BEGIN READING TEXT
Amor d'un'ombra e gelosia d'un'aura ("The Love of a Shade and the Jealousy of an Aura"), also known as Narciso ("Narcissus"), is an opera in three acts composed by Domenico Scarlatti to a libretto by Carlo Sigismondo Capece. It premiered in Rome in January 1714 at the private theatre of Maria Casimira of Poland who had commissioned the work. The libretto is based on two fables from Ovid's Metamorphoses: Echo and Narcissus (Book III) and Cephalus and Procris (Book VII).

==Background and performance history==
Queen Maria Casimira had taken up residence in Rome in 1699 following the death of her husband Jan III Sobieski and her subsequent exile from Poland. Once in Rome she set up a court and became an active figure in the city's musical life. In 1709, Domenico Scarlatti succeeded his father Alessandro as her court composer. His librettist, Carlo Capece, was her private secretary and court poet. Amor d'un'ombra e gelosia d'un'aura premiered at Maria Casimira's private theatre in the Palazzo Zuccari in January 1714 and proved to be the last of the several operas which Scarlatti had composed for her. Five months after the premiere, she departed for France, leaving a string of debts behind her.

In addition to Scarlatti's opera, the 1714 Carnival opera season in Rome saw the premieres of Caldara's Tito e Berenice (also with a libretto by Capece) and Gasparini's Lucio Papirio (with a libretto by Antonio Salvi). These two were the result of a competition set by Cardinal Pietro Ottoboni, a prominent patron of the arts in Rome. Two rival academies, the Accademia degli Arcadi and the Accademia dei Quirini, were each to sponsor an opera to be performed in the newly renovated Teatro Capranica. Ottoboni would give a generous gift to the academy which had produced the best one. According to a French correspondent at the time, Tito e Berenice had considerably less success with the audiences than Lucio Papirio, but the best opera presented that season was actually Amor d'un'ombra e gelosia d'un'aura.
END READING TEXT
BEGIN SUPPLIED ENTRIES
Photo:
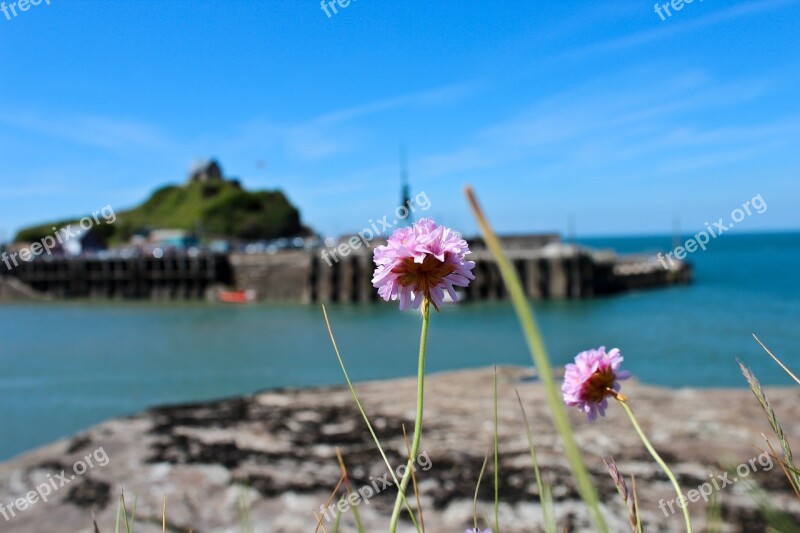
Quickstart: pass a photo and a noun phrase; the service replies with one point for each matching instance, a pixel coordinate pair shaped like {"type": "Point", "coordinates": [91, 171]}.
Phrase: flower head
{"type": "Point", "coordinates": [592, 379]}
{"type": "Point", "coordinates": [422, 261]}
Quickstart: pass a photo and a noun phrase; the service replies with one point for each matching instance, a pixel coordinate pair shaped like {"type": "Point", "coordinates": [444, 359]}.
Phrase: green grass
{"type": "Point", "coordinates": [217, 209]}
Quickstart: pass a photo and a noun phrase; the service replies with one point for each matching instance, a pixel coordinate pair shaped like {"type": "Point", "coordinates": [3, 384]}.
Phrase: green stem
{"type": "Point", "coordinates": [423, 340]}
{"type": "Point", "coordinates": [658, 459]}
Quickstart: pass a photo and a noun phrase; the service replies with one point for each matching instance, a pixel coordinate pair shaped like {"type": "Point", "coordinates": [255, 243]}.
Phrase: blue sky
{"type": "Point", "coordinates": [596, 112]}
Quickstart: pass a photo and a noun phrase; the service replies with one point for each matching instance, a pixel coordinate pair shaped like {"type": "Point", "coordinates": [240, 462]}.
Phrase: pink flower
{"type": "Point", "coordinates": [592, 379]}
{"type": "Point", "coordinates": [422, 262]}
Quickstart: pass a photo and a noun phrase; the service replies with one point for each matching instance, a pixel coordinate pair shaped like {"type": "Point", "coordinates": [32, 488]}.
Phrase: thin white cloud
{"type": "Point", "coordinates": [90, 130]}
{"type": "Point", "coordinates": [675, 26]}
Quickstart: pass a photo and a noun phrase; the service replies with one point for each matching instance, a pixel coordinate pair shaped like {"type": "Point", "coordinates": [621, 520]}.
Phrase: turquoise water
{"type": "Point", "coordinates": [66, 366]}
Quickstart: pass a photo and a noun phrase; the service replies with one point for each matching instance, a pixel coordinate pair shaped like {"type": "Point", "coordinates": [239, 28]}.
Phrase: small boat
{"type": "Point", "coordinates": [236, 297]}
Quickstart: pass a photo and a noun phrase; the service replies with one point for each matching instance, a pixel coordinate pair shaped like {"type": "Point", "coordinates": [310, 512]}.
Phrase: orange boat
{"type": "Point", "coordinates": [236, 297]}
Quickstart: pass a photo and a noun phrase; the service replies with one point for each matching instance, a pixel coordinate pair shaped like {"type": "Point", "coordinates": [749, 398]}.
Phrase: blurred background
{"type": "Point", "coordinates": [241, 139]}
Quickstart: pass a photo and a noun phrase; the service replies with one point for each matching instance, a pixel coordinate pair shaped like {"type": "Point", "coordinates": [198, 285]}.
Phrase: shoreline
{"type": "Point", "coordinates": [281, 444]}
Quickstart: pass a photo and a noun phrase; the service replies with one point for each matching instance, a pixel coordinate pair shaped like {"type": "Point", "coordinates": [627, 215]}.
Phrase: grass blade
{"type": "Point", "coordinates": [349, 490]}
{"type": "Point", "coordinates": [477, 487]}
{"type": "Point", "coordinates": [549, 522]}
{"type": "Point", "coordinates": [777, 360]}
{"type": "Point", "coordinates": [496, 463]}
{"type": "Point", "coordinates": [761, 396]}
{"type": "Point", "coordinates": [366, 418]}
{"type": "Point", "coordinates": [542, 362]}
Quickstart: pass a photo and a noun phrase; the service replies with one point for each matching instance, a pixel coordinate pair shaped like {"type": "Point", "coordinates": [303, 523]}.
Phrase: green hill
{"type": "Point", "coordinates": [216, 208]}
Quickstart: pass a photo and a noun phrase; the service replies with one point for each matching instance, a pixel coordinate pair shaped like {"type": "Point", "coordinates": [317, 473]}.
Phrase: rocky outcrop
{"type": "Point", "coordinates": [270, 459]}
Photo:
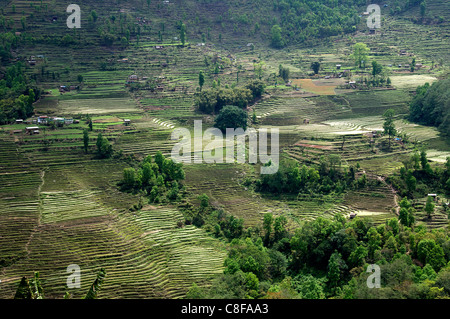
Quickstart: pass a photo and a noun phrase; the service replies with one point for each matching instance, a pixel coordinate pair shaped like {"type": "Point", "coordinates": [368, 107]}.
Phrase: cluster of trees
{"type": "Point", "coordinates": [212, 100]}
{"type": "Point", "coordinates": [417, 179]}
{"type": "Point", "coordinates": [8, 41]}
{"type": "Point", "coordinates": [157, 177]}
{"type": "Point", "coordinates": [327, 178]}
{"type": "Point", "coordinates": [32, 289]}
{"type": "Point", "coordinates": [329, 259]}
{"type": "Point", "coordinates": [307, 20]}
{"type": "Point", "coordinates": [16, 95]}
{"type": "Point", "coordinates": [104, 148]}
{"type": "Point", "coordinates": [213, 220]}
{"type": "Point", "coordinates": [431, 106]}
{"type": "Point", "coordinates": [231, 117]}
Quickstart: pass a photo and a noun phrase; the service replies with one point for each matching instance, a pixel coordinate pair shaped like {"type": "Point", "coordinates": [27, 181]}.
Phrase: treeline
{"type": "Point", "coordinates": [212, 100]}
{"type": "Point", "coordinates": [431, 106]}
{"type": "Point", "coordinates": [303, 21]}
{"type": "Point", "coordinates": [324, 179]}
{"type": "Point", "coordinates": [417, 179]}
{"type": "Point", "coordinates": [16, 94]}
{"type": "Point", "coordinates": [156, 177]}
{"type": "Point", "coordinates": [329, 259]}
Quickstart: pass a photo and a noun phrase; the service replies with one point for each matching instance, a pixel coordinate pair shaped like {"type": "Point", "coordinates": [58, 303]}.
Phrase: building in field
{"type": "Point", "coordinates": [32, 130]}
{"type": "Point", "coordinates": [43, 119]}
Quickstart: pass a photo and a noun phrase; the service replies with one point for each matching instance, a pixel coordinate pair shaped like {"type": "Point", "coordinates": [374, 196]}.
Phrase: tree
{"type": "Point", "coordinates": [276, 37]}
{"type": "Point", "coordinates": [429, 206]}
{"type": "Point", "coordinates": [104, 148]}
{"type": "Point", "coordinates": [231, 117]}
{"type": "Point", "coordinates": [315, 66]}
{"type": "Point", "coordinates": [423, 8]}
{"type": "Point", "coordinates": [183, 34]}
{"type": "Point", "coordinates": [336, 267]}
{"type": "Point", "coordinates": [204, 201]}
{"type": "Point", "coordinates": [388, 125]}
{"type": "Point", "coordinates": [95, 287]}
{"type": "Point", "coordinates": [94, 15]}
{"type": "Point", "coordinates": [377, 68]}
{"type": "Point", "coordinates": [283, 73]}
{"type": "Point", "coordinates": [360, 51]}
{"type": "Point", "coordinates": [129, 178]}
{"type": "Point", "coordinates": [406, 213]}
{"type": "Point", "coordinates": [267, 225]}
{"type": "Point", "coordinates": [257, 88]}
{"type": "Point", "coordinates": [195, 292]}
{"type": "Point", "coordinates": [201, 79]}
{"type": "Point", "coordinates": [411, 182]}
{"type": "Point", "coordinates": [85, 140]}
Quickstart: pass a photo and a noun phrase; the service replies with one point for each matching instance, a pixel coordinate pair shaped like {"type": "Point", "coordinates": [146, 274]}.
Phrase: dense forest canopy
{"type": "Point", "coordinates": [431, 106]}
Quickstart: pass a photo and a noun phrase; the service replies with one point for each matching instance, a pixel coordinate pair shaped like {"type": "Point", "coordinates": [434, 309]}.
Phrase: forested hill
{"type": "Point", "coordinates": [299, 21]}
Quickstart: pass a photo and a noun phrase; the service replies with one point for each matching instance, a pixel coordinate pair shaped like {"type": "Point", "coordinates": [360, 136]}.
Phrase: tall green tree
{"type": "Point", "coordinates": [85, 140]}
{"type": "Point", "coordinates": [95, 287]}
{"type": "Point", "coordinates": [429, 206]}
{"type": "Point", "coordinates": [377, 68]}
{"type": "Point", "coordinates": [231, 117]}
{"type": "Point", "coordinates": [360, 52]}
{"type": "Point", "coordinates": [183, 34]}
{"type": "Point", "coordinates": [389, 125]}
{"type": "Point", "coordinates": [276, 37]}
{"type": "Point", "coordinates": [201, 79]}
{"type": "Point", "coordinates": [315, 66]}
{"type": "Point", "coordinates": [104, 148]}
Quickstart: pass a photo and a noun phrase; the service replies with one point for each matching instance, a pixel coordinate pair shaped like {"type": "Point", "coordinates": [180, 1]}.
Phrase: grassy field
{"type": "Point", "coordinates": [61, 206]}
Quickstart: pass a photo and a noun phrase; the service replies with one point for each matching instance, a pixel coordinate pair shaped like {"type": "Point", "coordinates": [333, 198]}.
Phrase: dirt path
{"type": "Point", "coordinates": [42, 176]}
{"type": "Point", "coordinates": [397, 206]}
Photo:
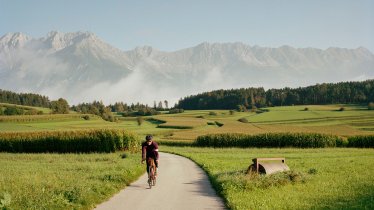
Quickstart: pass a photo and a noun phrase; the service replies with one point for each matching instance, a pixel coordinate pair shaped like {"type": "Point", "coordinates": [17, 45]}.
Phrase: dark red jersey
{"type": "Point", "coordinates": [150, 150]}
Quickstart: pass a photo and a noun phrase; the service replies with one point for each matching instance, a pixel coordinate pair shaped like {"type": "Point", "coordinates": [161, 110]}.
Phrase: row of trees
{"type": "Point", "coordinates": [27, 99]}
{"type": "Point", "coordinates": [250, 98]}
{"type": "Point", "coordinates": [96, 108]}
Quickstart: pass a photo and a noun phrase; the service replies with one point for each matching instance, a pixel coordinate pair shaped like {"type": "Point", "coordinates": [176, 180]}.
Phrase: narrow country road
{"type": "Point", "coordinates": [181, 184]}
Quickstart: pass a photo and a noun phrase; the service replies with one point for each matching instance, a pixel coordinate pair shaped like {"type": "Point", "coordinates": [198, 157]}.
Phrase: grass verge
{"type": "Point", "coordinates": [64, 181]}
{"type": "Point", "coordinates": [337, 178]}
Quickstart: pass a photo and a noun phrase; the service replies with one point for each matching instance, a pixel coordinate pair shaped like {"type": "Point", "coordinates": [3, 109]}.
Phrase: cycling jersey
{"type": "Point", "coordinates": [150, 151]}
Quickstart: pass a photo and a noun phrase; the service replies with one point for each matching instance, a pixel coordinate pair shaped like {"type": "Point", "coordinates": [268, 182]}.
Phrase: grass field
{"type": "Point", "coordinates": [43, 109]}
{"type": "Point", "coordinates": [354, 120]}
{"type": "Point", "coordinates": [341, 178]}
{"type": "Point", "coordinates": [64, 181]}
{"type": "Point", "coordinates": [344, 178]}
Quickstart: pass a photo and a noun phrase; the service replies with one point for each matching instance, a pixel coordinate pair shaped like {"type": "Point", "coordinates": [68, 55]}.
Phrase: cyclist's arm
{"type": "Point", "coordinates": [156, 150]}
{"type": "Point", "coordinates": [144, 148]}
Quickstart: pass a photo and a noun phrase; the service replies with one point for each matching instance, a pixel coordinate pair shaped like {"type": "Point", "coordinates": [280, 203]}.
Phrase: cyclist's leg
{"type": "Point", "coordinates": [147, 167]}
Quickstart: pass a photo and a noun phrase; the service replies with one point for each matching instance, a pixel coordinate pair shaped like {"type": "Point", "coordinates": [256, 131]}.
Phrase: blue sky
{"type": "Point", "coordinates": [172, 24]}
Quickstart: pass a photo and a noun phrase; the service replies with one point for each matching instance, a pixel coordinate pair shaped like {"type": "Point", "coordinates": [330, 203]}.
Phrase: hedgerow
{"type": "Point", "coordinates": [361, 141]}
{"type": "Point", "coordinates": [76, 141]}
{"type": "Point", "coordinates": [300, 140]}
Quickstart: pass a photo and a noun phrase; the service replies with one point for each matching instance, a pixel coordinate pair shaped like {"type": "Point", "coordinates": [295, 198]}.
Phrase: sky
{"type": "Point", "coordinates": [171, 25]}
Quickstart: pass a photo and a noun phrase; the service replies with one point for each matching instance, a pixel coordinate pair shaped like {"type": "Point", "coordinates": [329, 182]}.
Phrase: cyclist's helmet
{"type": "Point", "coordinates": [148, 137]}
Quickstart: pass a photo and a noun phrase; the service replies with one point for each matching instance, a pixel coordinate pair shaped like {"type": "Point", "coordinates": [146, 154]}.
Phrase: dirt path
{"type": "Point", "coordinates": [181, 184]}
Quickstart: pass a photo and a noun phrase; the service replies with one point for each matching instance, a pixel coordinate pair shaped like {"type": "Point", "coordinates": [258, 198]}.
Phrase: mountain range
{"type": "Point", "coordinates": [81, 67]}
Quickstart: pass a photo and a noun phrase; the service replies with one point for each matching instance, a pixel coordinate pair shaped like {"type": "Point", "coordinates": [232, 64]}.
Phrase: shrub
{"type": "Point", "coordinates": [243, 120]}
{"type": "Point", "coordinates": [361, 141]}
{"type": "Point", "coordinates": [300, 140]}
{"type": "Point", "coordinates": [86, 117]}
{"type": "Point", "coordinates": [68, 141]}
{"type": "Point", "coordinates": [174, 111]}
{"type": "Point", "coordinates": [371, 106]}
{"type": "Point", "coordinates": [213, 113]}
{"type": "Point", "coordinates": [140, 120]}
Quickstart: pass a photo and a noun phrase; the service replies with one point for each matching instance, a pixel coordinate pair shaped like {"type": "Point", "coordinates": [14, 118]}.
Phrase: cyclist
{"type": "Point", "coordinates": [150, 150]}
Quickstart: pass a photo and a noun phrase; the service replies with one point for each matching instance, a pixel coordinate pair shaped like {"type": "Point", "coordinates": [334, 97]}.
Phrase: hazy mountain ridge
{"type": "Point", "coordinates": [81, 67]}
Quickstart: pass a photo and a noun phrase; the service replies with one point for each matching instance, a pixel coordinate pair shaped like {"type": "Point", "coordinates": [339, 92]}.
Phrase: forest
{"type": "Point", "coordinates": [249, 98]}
END SUPPLIED ENTRIES
## PROBLEM
Continue the text about Scarlatti's opera Amor d'un'ombra e gelosia d'un'aura from the point where it stops.

## ANSWER BOX
A revised version of the opera with the addition of two arias and two duets composed by Thomas Roseingrave opened at the Haymarket Theatre in London on 30 May 1720 under the title Narciso. Roseingrave also published the overture and arias of the opera, the only vocal music of Scarlatti that was printed in his lifetime. Capece's original libretto was adapted for the London performance by Paolo Antonio Rolli who eliminated the role of Nicandro. While the cast for the Rome premiere is unknown, the principal roles in the London performance were taken by Margherita Durastanti (Narciso), Anastasia Robinson (Eco), Benedetto Baldassari (Cefalo), and Ann Turner Robinson (Procri).

The Haymarket Theatre Narciso proved to be the last time one of Scarlatti's operas was performed in his lifetime. The discovery of a copy of the manuscript score in the library of Friedrich Chrysander led to several late 20th and early 21st century revivals. A version using the voices of opera singers but with the characters portrayed on stage by marionettes was produced in 2002 at the Besançon International Music Festival.